__WRITTEN PROBLEM__. Could you copy out every line of the material between the lines holding "In this exercise you will locate the woman with" and "point(824, 58)", inclusive, shifting each x and y coordinate up by 126?

__INFORMATION PROVIDED__.
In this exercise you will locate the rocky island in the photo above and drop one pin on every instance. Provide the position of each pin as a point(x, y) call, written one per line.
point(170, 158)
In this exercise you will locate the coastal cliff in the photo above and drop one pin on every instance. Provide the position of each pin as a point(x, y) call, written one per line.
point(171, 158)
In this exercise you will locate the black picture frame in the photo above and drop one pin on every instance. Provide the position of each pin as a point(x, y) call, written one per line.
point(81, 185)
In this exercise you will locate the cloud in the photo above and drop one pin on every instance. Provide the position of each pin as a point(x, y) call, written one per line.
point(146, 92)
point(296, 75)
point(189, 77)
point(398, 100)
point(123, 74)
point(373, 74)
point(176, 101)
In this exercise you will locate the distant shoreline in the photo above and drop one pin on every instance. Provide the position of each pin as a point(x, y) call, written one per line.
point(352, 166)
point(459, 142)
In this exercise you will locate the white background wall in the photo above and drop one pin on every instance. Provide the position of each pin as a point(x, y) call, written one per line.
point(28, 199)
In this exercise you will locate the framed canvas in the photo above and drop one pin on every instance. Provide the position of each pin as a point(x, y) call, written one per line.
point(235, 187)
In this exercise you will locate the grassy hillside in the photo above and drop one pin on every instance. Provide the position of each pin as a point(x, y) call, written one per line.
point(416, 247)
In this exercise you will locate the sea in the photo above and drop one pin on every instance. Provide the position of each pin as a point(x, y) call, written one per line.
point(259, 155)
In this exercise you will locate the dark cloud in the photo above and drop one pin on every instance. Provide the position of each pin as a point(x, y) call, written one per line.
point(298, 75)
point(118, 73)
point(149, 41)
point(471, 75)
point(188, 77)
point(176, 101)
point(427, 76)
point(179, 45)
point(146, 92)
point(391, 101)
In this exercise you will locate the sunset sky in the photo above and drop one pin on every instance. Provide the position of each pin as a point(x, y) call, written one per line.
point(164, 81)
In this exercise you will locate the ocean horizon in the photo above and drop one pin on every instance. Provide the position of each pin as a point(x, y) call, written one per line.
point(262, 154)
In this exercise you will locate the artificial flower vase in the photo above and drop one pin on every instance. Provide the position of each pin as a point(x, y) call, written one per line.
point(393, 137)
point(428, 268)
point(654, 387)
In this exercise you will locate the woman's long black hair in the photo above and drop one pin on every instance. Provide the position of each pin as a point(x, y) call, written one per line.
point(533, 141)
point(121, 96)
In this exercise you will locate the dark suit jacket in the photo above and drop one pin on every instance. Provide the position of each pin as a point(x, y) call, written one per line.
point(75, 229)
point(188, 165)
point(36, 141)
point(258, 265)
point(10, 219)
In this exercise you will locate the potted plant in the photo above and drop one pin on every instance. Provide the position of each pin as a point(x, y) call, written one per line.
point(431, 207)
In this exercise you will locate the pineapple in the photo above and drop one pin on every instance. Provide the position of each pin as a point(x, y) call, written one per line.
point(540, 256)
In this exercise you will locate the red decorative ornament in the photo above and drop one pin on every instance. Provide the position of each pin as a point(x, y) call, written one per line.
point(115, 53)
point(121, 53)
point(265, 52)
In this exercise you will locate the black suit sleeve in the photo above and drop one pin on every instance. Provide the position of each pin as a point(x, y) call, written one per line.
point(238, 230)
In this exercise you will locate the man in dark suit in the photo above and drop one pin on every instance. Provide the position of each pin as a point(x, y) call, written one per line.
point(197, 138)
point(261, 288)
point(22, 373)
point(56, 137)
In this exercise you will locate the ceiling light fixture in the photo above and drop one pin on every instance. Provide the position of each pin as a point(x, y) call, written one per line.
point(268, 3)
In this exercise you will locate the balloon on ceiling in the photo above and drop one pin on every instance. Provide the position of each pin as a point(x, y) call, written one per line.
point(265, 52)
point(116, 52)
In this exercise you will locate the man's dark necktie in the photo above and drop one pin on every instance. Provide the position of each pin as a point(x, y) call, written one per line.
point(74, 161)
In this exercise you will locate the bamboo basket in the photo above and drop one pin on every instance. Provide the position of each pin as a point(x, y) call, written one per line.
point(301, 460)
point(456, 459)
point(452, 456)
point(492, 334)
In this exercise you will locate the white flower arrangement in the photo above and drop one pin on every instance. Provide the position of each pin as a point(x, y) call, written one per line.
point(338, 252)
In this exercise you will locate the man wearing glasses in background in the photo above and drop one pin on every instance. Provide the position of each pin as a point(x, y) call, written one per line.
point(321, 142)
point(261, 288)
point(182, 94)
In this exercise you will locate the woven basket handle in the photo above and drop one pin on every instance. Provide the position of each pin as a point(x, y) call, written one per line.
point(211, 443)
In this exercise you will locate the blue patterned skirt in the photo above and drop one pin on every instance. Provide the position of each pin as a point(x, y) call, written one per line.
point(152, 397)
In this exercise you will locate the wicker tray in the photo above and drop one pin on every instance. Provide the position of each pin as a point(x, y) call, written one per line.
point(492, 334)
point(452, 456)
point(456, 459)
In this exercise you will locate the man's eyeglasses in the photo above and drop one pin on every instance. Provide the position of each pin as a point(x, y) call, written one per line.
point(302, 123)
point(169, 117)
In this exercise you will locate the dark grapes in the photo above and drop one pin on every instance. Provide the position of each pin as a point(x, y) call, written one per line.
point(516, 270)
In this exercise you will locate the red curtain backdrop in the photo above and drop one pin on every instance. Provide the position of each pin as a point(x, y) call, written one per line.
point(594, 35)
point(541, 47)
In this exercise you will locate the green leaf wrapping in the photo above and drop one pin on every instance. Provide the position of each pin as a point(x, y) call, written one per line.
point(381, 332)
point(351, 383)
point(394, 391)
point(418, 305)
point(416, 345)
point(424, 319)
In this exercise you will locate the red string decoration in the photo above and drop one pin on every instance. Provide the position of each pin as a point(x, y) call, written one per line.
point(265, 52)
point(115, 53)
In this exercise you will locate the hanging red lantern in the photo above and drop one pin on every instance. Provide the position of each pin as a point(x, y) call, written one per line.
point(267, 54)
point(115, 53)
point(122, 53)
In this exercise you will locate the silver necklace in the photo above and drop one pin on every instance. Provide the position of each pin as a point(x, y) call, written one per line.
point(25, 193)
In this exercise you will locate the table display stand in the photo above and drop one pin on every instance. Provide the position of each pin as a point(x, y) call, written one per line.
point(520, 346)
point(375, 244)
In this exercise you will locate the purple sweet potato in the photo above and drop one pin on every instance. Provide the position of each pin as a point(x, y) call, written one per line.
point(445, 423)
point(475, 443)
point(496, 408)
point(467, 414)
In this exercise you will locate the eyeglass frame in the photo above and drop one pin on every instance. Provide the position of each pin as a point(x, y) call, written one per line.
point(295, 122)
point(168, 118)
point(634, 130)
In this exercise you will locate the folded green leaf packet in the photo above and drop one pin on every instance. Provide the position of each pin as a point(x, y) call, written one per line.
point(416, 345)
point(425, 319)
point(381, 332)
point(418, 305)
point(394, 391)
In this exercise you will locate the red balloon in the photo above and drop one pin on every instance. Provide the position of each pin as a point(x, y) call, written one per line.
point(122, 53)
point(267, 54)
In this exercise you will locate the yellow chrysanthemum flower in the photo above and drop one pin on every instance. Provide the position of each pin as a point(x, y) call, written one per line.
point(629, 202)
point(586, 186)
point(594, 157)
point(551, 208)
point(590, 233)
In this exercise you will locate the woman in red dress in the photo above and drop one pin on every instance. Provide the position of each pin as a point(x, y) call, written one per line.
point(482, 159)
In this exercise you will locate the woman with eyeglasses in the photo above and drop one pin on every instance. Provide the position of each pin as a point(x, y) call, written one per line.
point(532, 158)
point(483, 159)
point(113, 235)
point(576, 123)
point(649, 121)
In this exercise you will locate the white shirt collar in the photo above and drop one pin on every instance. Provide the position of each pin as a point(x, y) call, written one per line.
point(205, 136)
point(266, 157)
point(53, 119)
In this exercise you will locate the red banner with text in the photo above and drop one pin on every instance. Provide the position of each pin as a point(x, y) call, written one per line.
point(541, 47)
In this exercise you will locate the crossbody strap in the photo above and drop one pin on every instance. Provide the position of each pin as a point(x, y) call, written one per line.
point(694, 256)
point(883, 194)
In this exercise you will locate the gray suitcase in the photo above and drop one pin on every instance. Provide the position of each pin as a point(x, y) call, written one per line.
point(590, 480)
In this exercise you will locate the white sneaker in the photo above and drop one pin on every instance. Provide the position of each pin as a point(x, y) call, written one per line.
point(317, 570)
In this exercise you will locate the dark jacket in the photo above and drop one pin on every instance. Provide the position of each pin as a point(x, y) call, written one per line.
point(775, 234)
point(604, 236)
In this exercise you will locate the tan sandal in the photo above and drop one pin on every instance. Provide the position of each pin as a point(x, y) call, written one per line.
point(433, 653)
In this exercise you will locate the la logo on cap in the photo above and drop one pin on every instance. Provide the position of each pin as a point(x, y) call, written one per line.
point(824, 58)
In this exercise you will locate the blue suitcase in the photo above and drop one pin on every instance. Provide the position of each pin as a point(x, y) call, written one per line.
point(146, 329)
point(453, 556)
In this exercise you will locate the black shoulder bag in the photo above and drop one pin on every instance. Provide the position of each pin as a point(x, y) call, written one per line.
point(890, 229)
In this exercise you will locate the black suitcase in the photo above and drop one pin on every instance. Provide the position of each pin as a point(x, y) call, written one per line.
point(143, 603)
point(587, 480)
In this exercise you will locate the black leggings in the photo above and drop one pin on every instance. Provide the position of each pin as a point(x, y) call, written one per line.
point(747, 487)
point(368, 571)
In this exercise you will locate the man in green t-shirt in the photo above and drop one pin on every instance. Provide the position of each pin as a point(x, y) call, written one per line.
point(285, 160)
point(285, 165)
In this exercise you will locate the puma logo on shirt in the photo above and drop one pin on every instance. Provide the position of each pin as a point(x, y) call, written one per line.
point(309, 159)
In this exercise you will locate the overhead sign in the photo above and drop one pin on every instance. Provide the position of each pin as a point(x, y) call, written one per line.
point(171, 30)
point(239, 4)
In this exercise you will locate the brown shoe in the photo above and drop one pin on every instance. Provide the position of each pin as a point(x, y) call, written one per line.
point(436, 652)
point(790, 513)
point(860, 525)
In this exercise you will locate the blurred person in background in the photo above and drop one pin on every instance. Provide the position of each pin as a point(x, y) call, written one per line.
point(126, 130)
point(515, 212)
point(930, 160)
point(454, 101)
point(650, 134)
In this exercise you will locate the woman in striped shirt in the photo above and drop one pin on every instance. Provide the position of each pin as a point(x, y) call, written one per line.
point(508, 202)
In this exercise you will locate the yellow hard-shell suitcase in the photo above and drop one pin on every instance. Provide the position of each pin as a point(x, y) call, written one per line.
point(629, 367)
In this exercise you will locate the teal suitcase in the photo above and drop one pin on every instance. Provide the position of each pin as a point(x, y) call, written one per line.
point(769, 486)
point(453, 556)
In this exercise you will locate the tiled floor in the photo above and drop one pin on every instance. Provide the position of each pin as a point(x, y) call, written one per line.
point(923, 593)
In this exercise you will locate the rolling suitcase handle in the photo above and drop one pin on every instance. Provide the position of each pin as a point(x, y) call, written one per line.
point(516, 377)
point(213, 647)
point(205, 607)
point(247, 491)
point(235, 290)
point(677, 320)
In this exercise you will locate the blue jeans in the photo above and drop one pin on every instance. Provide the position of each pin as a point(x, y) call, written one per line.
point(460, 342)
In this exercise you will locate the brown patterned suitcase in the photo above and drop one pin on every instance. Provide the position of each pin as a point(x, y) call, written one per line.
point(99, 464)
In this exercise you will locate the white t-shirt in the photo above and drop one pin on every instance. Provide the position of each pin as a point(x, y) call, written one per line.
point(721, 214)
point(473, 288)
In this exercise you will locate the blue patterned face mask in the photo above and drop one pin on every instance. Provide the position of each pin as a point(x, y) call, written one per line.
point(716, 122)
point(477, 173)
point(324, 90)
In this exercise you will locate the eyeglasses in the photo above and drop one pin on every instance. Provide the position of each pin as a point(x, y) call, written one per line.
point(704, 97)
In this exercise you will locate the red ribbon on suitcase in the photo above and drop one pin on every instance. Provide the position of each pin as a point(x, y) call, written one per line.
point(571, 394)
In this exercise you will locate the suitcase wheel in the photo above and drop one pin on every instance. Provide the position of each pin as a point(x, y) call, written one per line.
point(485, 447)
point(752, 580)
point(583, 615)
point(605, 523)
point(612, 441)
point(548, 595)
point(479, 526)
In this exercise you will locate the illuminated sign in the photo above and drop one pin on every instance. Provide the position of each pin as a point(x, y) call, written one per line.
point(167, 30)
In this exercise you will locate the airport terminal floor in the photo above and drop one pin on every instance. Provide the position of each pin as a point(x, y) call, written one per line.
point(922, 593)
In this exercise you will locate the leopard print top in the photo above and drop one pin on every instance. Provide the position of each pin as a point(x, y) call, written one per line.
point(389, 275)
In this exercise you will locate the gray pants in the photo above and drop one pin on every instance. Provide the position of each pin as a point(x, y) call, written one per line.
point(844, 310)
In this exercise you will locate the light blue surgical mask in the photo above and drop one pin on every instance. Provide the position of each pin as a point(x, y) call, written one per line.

__SOLUTION TO THIS EXERCISE__.
In this exercise you will locate the woman with eyeglasses in the photo above and drop one pin on every instance. Provide the position of each pin as a point(x, y) call, written one per line.
point(658, 284)
point(609, 285)
point(239, 361)
point(702, 249)
point(775, 247)
In this exercise you will locate the white shirt collar in the photo above and drop one pin on every instance. Provide the position of each pin as a point(x, y) call, written one per line.
point(331, 262)
point(392, 283)
point(179, 245)
In this exercise you will locate the red banner with text in the photo above and drop one pin on every instance. Provide the position of each pin as a point(x, y) call, written one per line.
point(667, 173)
In this exercise you will locate the crossbody strap in the photo above and drop one pin on every instance. Provide the position of each pin as a point(x, y) call, written one per line.
point(820, 382)
point(1009, 320)
In this exercise you will locate the gray suitcase in the photo above and drop one pin on every instance. Provide the position of each pin as a point(x, y) call, written one per line.
point(716, 606)
In this exercise you will locate the white sneaker in the photo above and drop one pin on every instance. Provide the position of each pin as a point(x, y) call, written one per line.
point(443, 696)
In this exercise you will locate the dark jacket in the photo above and drop one pin on every instance. Provide the position of each pin as a point(x, y) call, written one per line.
point(901, 360)
point(730, 362)
In this exercise you will locate the tan sandal in the photo above and drop one pin on every instance. Provide the position of each pin as a point(x, y) call, written one per line.
point(559, 779)
In this exercise you will locate the la logo on cap in the photo above and drop one pin on every instance. Provide the position of each pin as a point(x, y) call, written one per line.
point(950, 184)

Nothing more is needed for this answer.